» The problem
Can you render all of the data below as a Markdown table with a column "No." holding the row number and a column "Line" holding the line itself, skipping any blank lines?

((

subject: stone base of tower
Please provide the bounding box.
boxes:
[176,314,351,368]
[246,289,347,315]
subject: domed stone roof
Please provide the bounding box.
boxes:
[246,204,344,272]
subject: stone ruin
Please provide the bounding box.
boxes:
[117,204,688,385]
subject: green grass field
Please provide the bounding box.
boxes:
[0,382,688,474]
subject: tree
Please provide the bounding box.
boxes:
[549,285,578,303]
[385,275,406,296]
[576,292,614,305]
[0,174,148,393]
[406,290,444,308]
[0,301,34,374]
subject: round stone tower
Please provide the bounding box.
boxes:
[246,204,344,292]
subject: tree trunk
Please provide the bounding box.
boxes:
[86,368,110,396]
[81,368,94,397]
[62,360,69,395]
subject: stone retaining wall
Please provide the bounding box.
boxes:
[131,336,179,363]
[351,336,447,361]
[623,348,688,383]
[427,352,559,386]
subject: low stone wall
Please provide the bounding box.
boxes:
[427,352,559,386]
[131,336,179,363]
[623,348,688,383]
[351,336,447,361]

))

» Solution for this task
| No. | Line |
|---|---|
| 1 | subject: stone base of tower |
| 2 | Please provide the bounding box. |
| 3 | boxes: |
| 4 | [176,314,351,368] |
| 5 | [246,289,347,315] |
| 6 | subject: domed stone roof |
| 7 | Please provide the bounding box. |
| 8 | boxes: |
| 9 | [246,204,344,272] |
| 10 | subject: stone ruin |
| 11 | Please provide the bounding box. |
| 12 | boxes: |
| 13 | [117,204,688,385] |
| 14 | subject: green grass field |
| 15 | Please provide the bounding box. |
| 16 | boxes: |
| 17 | [0,382,688,474] |
| 18 | subject: tree |
| 19 | Please provide the bounding box. |
| 20 | boxes: |
| 21 | [549,285,578,303] |
| 22 | [385,275,406,296] |
| 23 | [576,292,614,305] |
| 24 | [0,174,148,393] |
| 25 | [406,290,444,308] |
| 26 | [0,301,34,374] |
| 27 | subject: round stone tower |
| 28 | Please provide the bounding box. |
| 29 | boxes: |
| 30 | [246,204,344,292] |
| 31 | subject: tree trunk |
| 32 | Please provide the bounding box. |
| 33 | boxes: |
| 34 | [86,368,110,396] |
| 35 | [81,368,94,397] |
| 36 | [62,360,69,395] |
| 37 | subject: stone retaining wall |
| 38 | Please provide the bounding box. |
| 39 | boxes: |
| 40 | [131,336,179,363] |
| 41 | [351,336,447,361] |
| 42 | [623,348,688,383] |
| 43 | [427,352,559,386] |
| 44 | subject: low stone wall |
| 45 | Please provide the bounding box. |
| 46 | boxes: |
| 47 | [427,352,559,386] |
| 48 | [131,336,179,363] |
| 49 | [623,348,688,383] |
| 50 | [351,336,447,361] |